- _Task directions_
The first line of the entries through the line bearing "[locate] doorway (a": copy these lines exactly and return nothing else.

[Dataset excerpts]

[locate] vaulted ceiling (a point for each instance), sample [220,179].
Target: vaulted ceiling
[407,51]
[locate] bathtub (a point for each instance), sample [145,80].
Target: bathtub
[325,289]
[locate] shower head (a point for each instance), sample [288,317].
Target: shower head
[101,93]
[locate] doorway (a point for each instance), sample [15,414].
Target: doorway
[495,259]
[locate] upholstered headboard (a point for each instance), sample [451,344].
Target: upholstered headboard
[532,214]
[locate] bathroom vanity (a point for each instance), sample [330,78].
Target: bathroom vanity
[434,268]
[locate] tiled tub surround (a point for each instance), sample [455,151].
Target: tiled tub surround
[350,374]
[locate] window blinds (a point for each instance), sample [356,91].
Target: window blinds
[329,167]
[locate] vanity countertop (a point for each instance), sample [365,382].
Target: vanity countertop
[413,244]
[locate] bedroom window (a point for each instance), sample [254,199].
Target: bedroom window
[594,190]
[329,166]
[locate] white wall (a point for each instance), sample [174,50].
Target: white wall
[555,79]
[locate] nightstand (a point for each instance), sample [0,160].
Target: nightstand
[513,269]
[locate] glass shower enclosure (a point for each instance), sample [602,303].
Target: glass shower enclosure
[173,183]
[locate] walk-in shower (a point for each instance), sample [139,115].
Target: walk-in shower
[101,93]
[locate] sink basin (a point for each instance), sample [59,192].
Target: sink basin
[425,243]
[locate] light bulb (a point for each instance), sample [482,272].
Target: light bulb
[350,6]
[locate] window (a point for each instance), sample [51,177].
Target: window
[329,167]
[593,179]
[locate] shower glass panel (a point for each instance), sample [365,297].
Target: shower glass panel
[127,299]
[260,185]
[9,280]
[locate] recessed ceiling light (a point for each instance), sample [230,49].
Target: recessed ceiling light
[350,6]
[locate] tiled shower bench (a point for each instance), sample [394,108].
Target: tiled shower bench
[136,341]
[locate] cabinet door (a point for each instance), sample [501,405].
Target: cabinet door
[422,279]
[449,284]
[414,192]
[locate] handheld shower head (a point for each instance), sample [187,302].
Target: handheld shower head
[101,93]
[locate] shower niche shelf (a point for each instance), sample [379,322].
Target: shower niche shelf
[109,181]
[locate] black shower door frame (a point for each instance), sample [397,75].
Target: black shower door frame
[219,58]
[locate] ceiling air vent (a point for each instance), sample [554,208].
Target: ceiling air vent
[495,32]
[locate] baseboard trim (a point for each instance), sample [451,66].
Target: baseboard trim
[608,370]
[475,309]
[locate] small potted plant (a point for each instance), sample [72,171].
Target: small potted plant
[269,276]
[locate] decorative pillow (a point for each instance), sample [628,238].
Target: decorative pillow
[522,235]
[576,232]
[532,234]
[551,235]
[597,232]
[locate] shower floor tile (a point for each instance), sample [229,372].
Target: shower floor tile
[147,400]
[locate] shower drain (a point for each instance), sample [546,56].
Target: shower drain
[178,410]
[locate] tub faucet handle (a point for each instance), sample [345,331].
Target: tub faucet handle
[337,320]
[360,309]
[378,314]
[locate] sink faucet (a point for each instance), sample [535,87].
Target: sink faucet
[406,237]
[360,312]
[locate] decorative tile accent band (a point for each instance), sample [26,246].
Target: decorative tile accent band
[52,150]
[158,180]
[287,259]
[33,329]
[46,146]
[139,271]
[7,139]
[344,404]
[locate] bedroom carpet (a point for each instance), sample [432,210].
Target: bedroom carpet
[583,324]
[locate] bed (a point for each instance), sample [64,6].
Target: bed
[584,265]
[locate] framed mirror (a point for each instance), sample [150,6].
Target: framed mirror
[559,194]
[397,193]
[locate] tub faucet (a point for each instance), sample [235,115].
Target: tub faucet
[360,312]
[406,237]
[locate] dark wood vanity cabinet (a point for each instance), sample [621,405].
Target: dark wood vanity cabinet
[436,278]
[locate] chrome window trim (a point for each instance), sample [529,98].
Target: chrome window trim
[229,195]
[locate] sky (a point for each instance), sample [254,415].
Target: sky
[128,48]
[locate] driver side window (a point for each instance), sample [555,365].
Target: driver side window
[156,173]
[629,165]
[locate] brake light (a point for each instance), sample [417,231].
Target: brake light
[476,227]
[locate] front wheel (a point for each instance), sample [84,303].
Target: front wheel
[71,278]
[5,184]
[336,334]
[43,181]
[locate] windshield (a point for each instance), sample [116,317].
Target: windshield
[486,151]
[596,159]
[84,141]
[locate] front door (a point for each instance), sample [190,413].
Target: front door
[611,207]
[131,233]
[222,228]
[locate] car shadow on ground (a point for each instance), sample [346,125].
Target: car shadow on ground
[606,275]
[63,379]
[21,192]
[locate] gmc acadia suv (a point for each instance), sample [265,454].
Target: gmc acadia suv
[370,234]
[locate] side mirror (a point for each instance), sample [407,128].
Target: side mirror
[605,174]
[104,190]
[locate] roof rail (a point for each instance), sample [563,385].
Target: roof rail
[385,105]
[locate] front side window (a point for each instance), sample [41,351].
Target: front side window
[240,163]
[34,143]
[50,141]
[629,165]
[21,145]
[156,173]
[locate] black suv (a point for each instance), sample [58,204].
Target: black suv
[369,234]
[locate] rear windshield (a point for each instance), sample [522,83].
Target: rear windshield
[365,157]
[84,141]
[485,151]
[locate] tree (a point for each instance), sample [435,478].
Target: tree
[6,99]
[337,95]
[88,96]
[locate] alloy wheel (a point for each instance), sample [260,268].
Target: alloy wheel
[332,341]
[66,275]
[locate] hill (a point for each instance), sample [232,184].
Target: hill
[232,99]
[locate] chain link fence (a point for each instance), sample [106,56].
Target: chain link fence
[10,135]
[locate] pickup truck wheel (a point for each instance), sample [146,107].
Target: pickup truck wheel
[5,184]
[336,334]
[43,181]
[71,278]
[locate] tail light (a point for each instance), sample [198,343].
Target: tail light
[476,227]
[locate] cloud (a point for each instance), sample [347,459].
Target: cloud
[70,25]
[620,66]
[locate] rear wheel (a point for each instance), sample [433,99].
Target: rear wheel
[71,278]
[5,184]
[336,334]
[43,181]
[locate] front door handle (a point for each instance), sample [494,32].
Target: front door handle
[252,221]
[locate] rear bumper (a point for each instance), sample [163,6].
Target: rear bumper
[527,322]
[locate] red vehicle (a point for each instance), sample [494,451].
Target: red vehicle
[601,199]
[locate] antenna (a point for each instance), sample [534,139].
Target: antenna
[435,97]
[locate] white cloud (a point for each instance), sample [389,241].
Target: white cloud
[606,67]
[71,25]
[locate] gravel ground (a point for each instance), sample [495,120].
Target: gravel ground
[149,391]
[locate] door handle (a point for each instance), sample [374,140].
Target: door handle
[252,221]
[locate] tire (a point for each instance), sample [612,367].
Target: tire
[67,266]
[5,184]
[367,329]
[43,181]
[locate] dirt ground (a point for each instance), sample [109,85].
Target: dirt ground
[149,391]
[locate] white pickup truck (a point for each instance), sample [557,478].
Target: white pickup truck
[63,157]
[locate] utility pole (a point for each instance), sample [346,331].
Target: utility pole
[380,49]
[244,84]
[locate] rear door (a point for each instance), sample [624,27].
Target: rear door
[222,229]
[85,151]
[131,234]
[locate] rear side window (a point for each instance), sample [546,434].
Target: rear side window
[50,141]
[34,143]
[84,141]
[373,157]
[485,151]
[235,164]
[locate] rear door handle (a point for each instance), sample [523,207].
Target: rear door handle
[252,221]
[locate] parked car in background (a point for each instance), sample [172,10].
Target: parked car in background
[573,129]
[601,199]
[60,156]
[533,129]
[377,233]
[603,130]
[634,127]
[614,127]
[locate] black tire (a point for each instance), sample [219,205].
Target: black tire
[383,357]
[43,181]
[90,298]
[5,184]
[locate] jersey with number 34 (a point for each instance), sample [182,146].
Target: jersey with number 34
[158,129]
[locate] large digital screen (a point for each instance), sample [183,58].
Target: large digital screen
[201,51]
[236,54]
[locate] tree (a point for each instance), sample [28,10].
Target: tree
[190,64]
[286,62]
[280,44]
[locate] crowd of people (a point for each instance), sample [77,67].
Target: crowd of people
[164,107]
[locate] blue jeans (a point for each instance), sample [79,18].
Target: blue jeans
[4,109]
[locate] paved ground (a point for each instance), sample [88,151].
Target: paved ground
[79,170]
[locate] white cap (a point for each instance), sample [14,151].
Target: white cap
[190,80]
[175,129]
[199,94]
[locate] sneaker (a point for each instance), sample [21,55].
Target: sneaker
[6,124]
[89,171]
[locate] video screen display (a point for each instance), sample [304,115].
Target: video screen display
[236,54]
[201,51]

- _Your solution_
[locate] vaulted ceiling (a point for each instance), sample [220,179].
Target: vaulted ceiling
[407,51]
[locate] bathtub (a point for each instance), sample [145,80].
Target: bathtub
[325,289]
[locate] shower head (a point for each instance), sample [288,317].
Target: shower head
[101,93]
[locate] doorway (a point for each instance), sample [15,414].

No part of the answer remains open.